_Requirement 1_
Decide whether each statement agrees with the passage on choral singing, answering yes or no and quoting the words of the passage that settle it: (a) The best music for small ensembles was written in the Renaissance. (b) Thomas Tallis and William Byrd wrote for Queen Elizabeth I. (c) Verbal memory is deeper than musical memory.
_Requirement 2_
Turn the listing from the line with "the frog's pupil" to the line with "pixel 352 159", both included, into a numbered list, omitting blank lines and nothing else.

_Article_

* * *

The Cathedral of the Transfiguration
Nechita, Sorin. Photograph of The Cathedral of the Transfiguration in Markham, Ontario, Canada. Flickr. 12 August 2009.
 
The most exhilarating singing, though, is in small ensembles, where every voice matters: one on a part, two at most. And the best music for this kind of ensemble was written in the Renaissance, from the fifteenth through the seventeenth centuries. As a choirboy, I sang reams of this music, by English composers like Thomas Tallis and William Byrd (who wrote for Queen Elizabeth I), Italians like Giovanni da Palestrina and Andrea Gabrieli, and Spaniards like Tomás Luis de Victoria. Even today, in a pinch, I could probably sing many masses and motets from memory. Musical memory, as Oliver Sacks and other brain scientists confirm, is far deeper than verbal memory, and I will have Orlando Gibbon’s Magnificat and Nunc dimittis (the Short Service) in my head on my deathbed.

* * *

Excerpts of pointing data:
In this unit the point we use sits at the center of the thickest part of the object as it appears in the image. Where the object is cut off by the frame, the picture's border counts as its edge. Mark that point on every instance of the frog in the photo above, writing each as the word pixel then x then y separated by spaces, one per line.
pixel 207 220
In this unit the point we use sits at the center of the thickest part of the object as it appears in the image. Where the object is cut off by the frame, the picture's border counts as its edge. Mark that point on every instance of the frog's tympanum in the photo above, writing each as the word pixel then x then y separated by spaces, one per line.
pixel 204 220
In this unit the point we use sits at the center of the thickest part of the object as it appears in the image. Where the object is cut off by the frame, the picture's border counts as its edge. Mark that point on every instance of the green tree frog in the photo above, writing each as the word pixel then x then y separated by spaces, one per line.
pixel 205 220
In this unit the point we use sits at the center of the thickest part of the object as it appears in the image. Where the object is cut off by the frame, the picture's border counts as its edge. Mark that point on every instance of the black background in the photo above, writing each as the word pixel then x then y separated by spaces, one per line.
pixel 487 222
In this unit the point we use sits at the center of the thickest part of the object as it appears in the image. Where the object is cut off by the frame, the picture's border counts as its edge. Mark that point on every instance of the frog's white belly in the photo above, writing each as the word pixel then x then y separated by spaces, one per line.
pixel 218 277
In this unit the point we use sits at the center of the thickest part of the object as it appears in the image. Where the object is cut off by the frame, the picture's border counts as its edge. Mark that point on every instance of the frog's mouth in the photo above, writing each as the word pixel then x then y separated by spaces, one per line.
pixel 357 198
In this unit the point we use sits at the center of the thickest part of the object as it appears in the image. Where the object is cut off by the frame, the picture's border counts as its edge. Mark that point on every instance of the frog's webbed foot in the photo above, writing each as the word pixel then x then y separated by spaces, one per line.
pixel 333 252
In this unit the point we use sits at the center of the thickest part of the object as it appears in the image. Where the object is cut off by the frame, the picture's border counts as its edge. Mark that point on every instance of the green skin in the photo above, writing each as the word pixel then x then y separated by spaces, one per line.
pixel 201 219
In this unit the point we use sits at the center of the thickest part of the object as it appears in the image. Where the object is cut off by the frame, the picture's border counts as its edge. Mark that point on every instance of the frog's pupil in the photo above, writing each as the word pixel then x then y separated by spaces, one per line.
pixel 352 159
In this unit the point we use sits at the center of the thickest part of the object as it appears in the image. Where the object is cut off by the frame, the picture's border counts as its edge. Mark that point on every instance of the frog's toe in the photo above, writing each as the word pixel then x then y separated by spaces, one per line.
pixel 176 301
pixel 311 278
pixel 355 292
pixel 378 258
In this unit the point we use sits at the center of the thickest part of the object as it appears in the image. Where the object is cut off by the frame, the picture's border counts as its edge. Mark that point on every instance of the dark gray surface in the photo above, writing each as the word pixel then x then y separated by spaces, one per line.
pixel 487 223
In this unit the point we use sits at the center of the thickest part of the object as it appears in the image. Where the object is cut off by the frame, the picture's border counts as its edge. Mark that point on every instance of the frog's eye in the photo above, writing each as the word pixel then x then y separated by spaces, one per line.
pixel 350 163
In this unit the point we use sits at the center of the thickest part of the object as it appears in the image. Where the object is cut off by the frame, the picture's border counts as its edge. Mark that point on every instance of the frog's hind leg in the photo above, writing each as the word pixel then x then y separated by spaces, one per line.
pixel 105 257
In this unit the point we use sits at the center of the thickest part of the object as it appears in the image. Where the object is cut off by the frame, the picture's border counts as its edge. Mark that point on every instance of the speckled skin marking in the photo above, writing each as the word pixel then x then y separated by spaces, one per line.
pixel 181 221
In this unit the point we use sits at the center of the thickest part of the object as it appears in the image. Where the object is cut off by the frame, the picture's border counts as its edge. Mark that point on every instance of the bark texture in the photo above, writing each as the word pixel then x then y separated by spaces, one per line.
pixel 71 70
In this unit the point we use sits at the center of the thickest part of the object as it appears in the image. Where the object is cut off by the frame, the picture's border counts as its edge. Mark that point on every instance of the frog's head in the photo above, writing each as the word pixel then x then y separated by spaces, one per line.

* * *

_Written response 1_
(a) Yes: "the best music for this kind of ensemble was written in the Renaissance"
(b) Yes: "English composers like Thomas Tallis and William Byrd (who wrote for Queen Elizabeth I)"
(c) No: "Musical memory, as Oliver Sacks and other brain scientists confirm, is far deeper than verbal memory"

_Written response 2_
1. In this unit the point we use sits at the center of the thickest part of the object as it appears in the image. Where the object is cut off by the frame, the picture's border counts as its edge. Mark that point on every instance of the frog's pupil in the photo above, writing each as the word pixel then x then y separated by spaces, one per line.
2. pixel 352 159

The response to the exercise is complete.